*** Textauszug ***

Ungewöhnlich wäre maßlos untertrieben, was da olfaktorisch auf die Riechzellen einflutet. Sind Fruchtaromen in schottischen Whiskys meist eher assoziativer Art, so werden sie hier regelrecht plastisch und real – man riecht hier echte Galiamelonen und Papaya. Ein ganzer Korb aus tropischen Früchten wird einem hier serviert, neben den erwähnten auch reife Bananen, Mangos und Maracuja. Dazu süße cremige Vanille und sahnige dunkle Karamellbonbons. Würzige Eiche mit kantigen Gerüchen eines alten eingestaubten Eichenschranks und herb-süße Tabaknoten zeugen von der Reife und dem Alter dieses Stoffes. Riecht man länger, kommen auch gute alte Bekannte von der Sherry-Front zum Vorschein. Dezentes Trockenobst, in erster Linie luftgetrocknete aromatische Aprikosen und helle Rosinen. Alkohol stört zu keinem Moment dieses sinnliche Erlebnis.

 

 Geschmack

Im Mund setzt sich dieser intensive Fruchtreigen ohne jeden Bruch fort. Eine Flut tropischer Füchte stürmt mit einer öligen Wucht über die Geschmacksnerven herein, sie sind fast überfordert, das alles zu sortieren. Süß und sämig wie eine Cremespeise aus den erwähnten Früchten schmiegt sich dieser Whisky an alle Bereiche des Mundraums. Honigmelonen und orangegelbe Papaya, weiche saftige Mangos und Maracujasaft. Dazu auch umgehend eine herbe würzige Eichenholzigkeit, die das ganze noch intensiviert und immer wieder abwechselnd mit der äußerst fruchtigen Süße um Vorherrschaft kämpft. Ein unglaubliches Schauspiel, was da geboten wird! Der Alkohol bringt angenehme Wärme mit, ohne zu brennen.

 Abgang

Lang und cremig süß, mit einem intensiven und äußerst delikaten Honigmelonen-Aroma, das gar nicht mehr abklingen will. Unterlegt mit schönen weichen Eichenaromen und süßem Karamell gestaltet sich auch der Abgang phänomenal. Man hört gar nicht auf zu schmatzen, so appetitlich ist das alles angerichtet.

*** Bereitgestellte Daten ***

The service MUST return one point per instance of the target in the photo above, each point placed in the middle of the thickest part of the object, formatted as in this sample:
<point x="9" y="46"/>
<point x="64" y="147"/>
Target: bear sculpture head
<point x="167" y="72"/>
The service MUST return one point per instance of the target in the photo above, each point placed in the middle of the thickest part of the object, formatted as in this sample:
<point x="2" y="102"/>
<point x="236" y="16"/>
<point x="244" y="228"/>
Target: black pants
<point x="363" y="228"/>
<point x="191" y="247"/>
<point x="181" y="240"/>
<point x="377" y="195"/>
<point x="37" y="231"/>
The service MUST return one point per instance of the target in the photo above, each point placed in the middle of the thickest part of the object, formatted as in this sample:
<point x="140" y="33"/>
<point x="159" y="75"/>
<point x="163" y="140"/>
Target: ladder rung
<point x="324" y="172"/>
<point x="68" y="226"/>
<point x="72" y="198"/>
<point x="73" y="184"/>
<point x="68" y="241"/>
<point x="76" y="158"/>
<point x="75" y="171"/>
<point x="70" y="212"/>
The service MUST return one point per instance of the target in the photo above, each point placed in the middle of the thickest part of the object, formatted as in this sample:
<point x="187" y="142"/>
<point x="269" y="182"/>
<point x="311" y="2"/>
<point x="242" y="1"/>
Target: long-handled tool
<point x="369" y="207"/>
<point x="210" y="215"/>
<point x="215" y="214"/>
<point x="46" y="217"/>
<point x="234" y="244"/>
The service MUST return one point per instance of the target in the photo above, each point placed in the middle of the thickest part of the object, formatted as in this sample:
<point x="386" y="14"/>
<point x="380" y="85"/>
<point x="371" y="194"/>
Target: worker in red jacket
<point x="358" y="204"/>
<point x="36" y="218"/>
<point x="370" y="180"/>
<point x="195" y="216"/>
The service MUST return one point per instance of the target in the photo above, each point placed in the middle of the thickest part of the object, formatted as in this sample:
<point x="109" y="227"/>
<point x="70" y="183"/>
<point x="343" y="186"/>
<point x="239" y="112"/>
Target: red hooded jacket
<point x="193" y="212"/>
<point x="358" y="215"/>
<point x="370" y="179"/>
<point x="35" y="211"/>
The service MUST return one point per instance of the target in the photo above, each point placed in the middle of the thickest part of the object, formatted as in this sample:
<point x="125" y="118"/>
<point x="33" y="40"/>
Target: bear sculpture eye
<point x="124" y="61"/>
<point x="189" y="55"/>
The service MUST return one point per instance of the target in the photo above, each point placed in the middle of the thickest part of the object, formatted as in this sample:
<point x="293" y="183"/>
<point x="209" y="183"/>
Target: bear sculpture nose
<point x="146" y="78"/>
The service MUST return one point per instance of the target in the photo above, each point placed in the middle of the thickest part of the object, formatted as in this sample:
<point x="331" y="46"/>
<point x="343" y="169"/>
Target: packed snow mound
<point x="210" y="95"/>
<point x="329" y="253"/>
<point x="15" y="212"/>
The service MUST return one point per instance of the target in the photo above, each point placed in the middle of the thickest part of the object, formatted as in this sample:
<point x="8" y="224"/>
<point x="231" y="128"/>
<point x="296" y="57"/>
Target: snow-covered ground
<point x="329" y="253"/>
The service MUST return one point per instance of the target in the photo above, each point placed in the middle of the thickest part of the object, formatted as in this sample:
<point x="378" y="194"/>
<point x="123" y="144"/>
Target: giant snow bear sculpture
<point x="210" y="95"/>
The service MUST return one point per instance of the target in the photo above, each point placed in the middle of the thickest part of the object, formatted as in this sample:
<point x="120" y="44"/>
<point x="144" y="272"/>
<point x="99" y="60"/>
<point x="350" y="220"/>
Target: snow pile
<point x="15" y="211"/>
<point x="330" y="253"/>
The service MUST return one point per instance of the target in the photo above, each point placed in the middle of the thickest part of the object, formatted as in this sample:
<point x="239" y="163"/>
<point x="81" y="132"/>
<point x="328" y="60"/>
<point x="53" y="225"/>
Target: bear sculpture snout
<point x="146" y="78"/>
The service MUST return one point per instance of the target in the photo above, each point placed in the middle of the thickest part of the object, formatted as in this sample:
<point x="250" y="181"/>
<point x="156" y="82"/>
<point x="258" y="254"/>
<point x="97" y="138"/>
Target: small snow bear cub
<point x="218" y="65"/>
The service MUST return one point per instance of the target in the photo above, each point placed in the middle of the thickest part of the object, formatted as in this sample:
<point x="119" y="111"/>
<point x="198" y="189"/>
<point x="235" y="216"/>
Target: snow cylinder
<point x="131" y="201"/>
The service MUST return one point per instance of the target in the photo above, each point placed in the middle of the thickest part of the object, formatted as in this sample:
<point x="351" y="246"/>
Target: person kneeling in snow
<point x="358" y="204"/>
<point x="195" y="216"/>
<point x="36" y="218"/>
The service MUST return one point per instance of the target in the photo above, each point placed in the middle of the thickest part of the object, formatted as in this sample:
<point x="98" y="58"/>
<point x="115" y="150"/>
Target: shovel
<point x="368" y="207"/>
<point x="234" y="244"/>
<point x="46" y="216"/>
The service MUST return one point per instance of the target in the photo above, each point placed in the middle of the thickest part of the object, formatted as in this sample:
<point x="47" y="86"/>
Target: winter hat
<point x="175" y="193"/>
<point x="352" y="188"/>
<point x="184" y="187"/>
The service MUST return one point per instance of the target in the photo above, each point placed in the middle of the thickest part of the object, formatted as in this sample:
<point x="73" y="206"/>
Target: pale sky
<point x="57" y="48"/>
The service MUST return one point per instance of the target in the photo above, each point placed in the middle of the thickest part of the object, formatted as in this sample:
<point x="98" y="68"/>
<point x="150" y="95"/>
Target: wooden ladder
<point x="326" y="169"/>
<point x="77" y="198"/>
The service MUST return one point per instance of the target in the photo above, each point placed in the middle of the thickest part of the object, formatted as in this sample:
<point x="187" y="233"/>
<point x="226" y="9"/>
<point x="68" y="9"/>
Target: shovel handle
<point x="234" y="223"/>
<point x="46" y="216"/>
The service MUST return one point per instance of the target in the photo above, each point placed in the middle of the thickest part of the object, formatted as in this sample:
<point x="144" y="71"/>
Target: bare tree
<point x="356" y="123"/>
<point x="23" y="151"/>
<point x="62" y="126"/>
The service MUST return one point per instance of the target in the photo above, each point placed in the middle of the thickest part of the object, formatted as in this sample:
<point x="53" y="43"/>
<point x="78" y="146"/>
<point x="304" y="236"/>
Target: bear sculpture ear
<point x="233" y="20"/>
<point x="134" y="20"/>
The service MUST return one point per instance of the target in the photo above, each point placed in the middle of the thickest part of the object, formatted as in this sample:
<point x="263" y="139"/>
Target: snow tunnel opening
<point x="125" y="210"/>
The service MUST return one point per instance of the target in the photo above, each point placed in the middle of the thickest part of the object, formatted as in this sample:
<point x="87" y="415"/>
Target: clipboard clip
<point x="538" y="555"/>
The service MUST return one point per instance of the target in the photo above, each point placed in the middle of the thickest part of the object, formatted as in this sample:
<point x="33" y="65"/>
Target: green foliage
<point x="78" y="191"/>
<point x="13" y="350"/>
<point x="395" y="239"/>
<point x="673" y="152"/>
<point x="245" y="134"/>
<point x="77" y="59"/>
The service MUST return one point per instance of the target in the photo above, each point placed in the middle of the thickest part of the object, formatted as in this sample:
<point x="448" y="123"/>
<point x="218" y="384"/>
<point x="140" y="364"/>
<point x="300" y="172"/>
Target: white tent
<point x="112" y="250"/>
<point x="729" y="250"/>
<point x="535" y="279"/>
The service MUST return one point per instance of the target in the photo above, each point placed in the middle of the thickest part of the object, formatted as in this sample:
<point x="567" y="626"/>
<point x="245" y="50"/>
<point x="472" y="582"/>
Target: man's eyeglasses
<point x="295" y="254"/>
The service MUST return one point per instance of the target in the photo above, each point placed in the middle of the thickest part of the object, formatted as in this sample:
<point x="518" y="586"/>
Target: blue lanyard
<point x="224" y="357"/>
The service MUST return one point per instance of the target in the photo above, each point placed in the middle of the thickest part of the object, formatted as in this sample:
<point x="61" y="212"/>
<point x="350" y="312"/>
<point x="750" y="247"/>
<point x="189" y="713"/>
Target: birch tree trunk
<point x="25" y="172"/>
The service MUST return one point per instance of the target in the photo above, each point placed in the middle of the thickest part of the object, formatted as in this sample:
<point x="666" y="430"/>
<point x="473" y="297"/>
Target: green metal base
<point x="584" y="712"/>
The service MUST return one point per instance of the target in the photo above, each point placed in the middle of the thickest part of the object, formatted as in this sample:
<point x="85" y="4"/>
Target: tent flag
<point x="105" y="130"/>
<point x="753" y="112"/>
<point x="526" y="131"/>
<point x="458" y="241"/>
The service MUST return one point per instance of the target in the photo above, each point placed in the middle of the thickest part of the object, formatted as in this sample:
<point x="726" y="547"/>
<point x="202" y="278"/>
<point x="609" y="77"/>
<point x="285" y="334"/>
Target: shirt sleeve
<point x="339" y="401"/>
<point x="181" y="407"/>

***

■ Aufgabe A:
Welches Trockenobst nennt die Verkostungsnotiz zum Whisky für den Geruch?
■ Aufgabe B:
Nimm die Verkostungsnotiz zum Whisky nach ihrem letzten Satz wieder auf und schreib sie weiter.
Die Daten stehen in keinem Zusammenhang mit der Verkostungsnotiz zum Whisky.

■ Antwort A:
Luftgetrocknete aromatische Aprikosen und helle Rosinen.

■ Antwort B:
 Kommentar

Mir fallen keine Superlative ein, die nicht zu abgedroschen klingen würden, um das Erlebte zu beschreiben. Wenn man in erster Linie schottische Whiskys gewohnt ist, kommt einem das hier wie ein Trank aus einer anderen Dimension vor. Derart intensiv und schön und anders, dass er meine Liebe zu den Whiskeys der grünen Insel trotz aller Ägernisse wiedererweckt hat.
Das ist ohne Frage eine echte Meisterleistung, was Midleton hier abliefert. Etwas derart Eigenständiges kann nur in Irland mit seinen ganz eigenen Traditionen kreiert werden.
Statt mit immer neuen Single Malts aus den zumeist immer gleichen alten Brennereien dem schottischen Whiskyboom nachzueifern, sollten sich die irischen Destillerien ihrer ganz eigenen Tradition des Whiskeybrennens erinnern und widmen und sie verfeinern, um sich eigenständig und selbstbewusst auf dem internationalem Markt zu behaupten.
Daher ist es schön, dass die neue und seit Ende 2015 produzierende Teeling-Brennerei in Dublin, die erst vor ein paar Wochen das erste Batch ihres ersten eignen Whiskeys herausgebracht hat, künftig ebenfalls im Single-Pot-Still-Verfahren mit Dreifachdestillation produzieren möchte. Kombiniert mit der bekannten Experimentierfreudigkeit in Sachen Reifung und Finish ist da Großes zu erwarten!